** Given task **
Can you reproduce all of the material below verbatim, omitting the pictures?

** Outlines of labeled areas **
......

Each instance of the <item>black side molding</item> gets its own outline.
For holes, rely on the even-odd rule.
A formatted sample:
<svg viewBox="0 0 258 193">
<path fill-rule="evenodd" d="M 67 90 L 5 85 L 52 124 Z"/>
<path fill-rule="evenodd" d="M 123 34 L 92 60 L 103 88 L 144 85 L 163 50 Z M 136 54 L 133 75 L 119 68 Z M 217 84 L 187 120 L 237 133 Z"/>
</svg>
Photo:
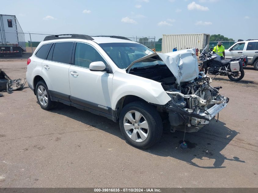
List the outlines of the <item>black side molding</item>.
<svg viewBox="0 0 258 193">
<path fill-rule="evenodd" d="M 90 112 L 91 113 L 93 113 L 94 114 L 95 114 L 95 115 L 97 115 L 103 116 L 106 117 L 109 119 L 112 120 L 114 122 L 118 122 L 118 119 L 114 117 L 112 115 L 107 114 L 106 113 L 105 113 L 102 112 L 100 112 L 100 111 L 97 111 L 97 110 L 92 109 L 90 108 L 88 108 L 76 104 L 71 102 L 67 101 L 58 98 L 50 97 L 50 98 L 51 99 L 51 100 L 53 101 L 56 101 L 56 102 L 61 102 L 62 103 L 64 103 L 65 105 L 67 105 L 74 106 L 77 109 L 80 109 L 81 110 L 87 111 Z"/>
</svg>

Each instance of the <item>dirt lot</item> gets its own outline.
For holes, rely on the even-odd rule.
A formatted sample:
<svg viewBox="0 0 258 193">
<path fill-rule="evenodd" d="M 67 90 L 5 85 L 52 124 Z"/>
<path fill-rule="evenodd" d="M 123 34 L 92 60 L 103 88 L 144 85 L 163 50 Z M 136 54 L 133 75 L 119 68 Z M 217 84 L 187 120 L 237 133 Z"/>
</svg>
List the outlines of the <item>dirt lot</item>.
<svg viewBox="0 0 258 193">
<path fill-rule="evenodd" d="M 0 61 L 11 78 L 26 60 Z M 187 134 L 165 130 L 146 150 L 127 144 L 118 124 L 60 104 L 41 109 L 26 84 L 0 98 L 0 187 L 258 187 L 258 71 L 213 80 L 230 98 L 217 123 Z"/>
</svg>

......

** Written answer **
Each instance of the <item>black side molding</item> gets its own outline.
For holes, rely on the even-odd rule.
A formatted sample:
<svg viewBox="0 0 258 193">
<path fill-rule="evenodd" d="M 67 90 L 5 85 L 52 124 Z"/>
<path fill-rule="evenodd" d="M 123 34 L 92 60 L 103 88 L 144 85 L 163 50 Z M 136 54 L 133 75 L 119 68 Z M 217 84 L 187 120 L 237 133 Z"/>
</svg>
Photo:
List the outlines of the <item>black side molding</item>.
<svg viewBox="0 0 258 193">
<path fill-rule="evenodd" d="M 90 112 L 91 113 L 93 113 L 94 114 L 95 114 L 95 115 L 97 115 L 103 116 L 106 117 L 109 119 L 112 120 L 114 122 L 118 122 L 118 119 L 114 117 L 112 115 L 107 114 L 106 113 L 105 113 L 102 112 L 100 112 L 100 111 L 97 111 L 97 110 L 92 109 L 90 108 L 88 108 L 76 104 L 71 102 L 67 101 L 58 98 L 50 97 L 50 98 L 51 99 L 51 100 L 53 101 L 56 101 L 56 102 L 61 102 L 62 103 L 64 103 L 65 105 L 67 105 L 74 106 L 77 109 L 80 109 L 81 110 L 87 111 Z"/>
</svg>

Each instance of the <item>dirt lot</item> gets its own outline.
For holes, rely on the even-odd rule.
A formatted sample:
<svg viewBox="0 0 258 193">
<path fill-rule="evenodd" d="M 67 90 L 5 85 L 52 124 Z"/>
<path fill-rule="evenodd" d="M 123 34 L 92 60 L 103 88 L 144 85 L 163 50 Z M 136 54 L 133 75 L 119 68 Z M 217 84 L 187 120 L 237 133 Z"/>
</svg>
List the outlines of the <item>dirt lot</item>.
<svg viewBox="0 0 258 193">
<path fill-rule="evenodd" d="M 0 61 L 11 78 L 26 60 Z M 187 134 L 165 130 L 146 150 L 127 144 L 118 124 L 60 104 L 41 109 L 26 84 L 0 98 L 0 187 L 258 187 L 258 71 L 213 80 L 230 98 L 217 123 Z"/>
</svg>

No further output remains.